**What is needed**.
Check every line of the data below for the string "roof", and copy the ones that hold it.

**Referring expression data**.
════════════════

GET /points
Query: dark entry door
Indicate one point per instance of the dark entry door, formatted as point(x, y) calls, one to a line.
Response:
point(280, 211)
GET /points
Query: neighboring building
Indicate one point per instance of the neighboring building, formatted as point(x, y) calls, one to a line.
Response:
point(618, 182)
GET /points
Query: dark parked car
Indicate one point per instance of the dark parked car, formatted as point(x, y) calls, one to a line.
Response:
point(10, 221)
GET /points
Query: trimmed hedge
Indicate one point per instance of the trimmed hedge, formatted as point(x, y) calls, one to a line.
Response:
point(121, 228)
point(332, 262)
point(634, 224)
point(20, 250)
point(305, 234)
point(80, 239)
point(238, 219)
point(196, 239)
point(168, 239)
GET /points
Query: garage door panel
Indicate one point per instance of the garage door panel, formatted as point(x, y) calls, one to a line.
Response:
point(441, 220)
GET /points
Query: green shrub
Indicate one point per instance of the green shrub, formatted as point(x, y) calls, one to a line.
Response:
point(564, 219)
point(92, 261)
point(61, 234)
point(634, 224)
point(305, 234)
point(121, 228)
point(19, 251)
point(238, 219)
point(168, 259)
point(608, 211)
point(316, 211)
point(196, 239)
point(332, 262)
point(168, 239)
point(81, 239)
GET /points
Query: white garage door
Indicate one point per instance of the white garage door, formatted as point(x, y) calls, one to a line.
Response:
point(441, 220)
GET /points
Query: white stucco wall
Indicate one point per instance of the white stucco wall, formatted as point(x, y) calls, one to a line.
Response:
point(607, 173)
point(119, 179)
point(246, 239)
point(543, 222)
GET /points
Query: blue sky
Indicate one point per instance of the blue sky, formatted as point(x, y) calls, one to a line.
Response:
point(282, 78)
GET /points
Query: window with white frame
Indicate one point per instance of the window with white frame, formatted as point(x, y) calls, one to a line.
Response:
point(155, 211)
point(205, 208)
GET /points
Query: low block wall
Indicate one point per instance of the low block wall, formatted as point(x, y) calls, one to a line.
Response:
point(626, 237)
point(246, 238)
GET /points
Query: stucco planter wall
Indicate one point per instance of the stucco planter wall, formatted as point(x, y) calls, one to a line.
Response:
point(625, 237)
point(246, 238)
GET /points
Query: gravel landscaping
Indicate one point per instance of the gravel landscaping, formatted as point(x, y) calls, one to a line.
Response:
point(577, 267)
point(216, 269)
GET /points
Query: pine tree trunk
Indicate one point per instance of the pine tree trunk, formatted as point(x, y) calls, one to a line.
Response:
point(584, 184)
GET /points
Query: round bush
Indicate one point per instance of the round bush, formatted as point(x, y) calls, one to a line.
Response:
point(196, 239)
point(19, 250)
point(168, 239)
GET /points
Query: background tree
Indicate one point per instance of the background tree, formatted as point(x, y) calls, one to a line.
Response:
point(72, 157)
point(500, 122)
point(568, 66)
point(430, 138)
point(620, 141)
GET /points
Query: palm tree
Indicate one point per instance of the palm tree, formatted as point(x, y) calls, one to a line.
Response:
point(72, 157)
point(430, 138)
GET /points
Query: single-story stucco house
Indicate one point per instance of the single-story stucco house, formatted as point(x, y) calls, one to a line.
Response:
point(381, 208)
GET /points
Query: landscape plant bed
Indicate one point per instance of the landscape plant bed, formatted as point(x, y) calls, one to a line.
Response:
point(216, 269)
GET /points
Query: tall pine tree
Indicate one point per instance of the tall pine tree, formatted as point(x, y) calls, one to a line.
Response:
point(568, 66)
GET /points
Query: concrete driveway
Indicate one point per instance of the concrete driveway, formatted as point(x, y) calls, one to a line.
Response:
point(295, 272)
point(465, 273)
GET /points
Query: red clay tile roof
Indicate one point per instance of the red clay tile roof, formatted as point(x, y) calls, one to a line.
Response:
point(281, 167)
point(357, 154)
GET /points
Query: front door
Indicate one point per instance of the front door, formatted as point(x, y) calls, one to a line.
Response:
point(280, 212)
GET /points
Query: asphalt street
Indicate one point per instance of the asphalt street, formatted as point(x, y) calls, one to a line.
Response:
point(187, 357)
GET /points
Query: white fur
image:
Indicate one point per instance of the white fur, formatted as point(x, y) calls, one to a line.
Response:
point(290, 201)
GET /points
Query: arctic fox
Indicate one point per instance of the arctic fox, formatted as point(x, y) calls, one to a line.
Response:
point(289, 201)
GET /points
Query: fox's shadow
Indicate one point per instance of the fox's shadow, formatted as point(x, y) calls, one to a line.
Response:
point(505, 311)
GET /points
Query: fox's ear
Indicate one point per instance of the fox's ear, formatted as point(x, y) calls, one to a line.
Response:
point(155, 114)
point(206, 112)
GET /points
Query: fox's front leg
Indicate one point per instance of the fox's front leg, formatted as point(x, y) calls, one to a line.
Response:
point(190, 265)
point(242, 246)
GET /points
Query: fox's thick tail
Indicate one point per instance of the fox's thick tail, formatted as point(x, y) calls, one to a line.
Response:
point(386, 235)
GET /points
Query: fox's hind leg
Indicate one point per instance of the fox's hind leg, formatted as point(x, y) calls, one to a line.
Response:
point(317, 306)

════════════════

**Response area**.
Query: red clay tile roof
Indicate one point per instance of the red clay tile roof, formatted as point(x, y) calls, one to a line.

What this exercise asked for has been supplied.